Extrait du document
====

Mon avis sur… Shy T.1&2 de Bukimi Miki

Shy

Parmi les sorties importantes de ce début d’année 2021, on compte Shy de Bukimi Miki, aux éditions Kana. Le titre est présenté comme un coup de coeur éditorial, dans le genre roi qu’est le shonen nekketsu, mais se propose de réfléchir un peu sur les codes du genre, essayant de prendre un peu de hauteur par rapport à certains de ses éléments constitutifs, afin de tracer sa propre route. Ayant reçu les deux premiers tomes de la part de l’éditeur, que je remercie au passage, je vais pouvoir vous dire ce que j’en pense. Je vous invite par ailleurs à jeter un œil sur l’extrait disponible sur le site de Kana afin de vous faire un premier avis.


Dans chaque pays, il existe un héros prêt à sauver le Monde.

L’héroïne du Japon est une grande timide et n’est pas très populaire. Pourtant, Shy fait de nombreux efforts et elle est prête à risquer sa vie pour sauver toute personne qui se trouverait en danger !

Mais Shy devra surtout trouver la confiance en elle nécessaire pour affronter la plus grande menace qui pèse sur la planète…

Avant de commencer, resituons un peu le titre. Shy est la première série de Bukimi Miki, prépubliée depuis 2019 dans le Shonen Champion de Akita Shoten, magazine qui n’a pas l’aura des poids lourds du genre mais dans lequel a notamment été prépublié un certain Prisonnier Riku (ainsi que Beastars). Un magazine qui est donc plutôt intéressant et qui a su dénicher des perles. Du côté de Shy, le titre se porte bien et va déjà voir son 7e tome arriver au Japon, alors que les deux premiers sont sortis conjointement en France chez Kana. L’éditeur semble beaucoup croire en ce titre, le mettant pas mal en avant notamment via un coffret collector pour le lancement.

Et après lecture des deux premiers tomes, je serai tenté de dire que l’éditeur a raison de croire dans ce titre. En effet, il y a un certain nombre d’éléments qui lui donnent à la fois un potentiel commercial certain, mais aussi un vrai intérêt narratif et artistique. Car si le titre reprend un certain nombre de codes assez classiques du nekketsu et du récit super héroïque, il se propose aussi dans le même temps de prendre de la hauteur par rapport aux-dits codes, afin de tracer sa propre voie, et développer un discours assez pertinent sur plusieurs thématiques. Voyons tout cela dans l’ordre !

====

Entrées fournies
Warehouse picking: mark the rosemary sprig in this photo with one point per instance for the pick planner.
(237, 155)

====

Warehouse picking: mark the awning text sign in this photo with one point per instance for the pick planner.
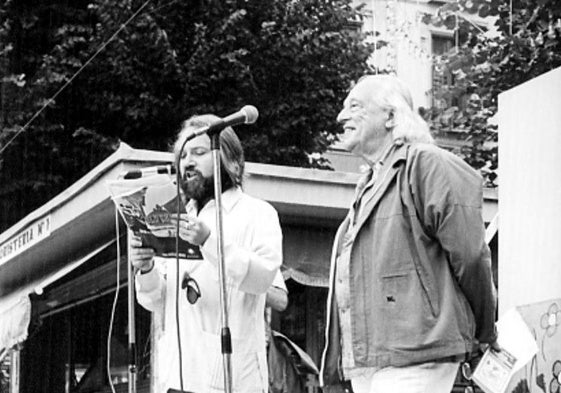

====

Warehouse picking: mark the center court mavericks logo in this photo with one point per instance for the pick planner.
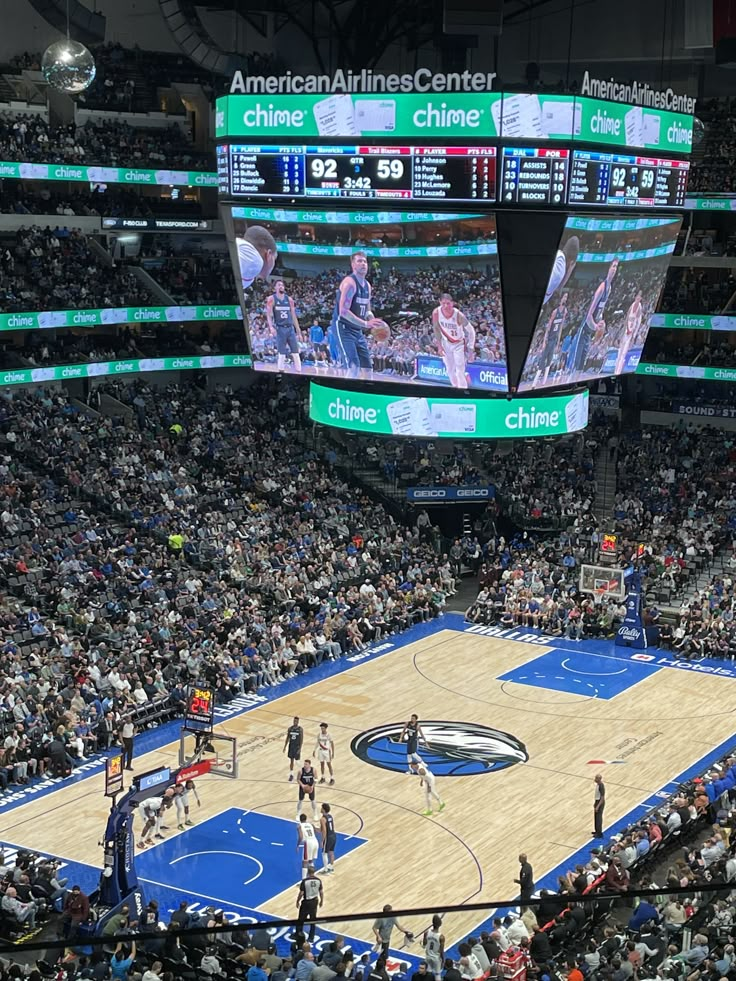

====

À faire
1. Pouvez-vous résumer la critique de Shy en deux phrases ?
2. Pouvez-vous extraire de la critique de Shy le passage qui commence aux mots « Avant de commencer, resituons » et s'arrête après les mots « pour le lancement. » ?
Les enregistrements n'interviennent en rien ici.

Résultats dans l'ordre
1. Shy, première série de Bukimi Miki prépubliée depuis 2019 dans le Shonen Champion d'Akita Shoten, paraît en France chez Kana, qui en a sorti conjointement les deux premiers tomes et la présente comme un coup de cœur éditorial. Après lecture de ces deux tomes, la critique estime que l'éditeur a raison de croire en ce titre, car il reprend des codes classiques du nekketsu et du récit super-héroïque tout en prenant de la hauteur par rapport à eux pour tracer sa propre voie.

2.
Avant de commencer, resituons un peu le titre. Shy est la première série de Bukimi Miki, prépubliée depuis 2019 dans le Shonen Champion de Akita Shoten, magazine qui n’a pas l’aura des poids lourds du genre mais dans lequel a notamment été prépublié un certain Prisonnier Riku (ainsi que Beastars). Un magazine qui est donc plutôt intéressant et qui a su dénicher des perles. Du côté de Shy, le titre se porte bien et va déjà voir son 7e tome arriver au Japon, alors que les deux premiers sont sortis conjointement en France chez Kana. L’éditeur semble beaucoup croire en ce titre, le mettant pas mal en avant notamment via un coffret collector pour le lancement.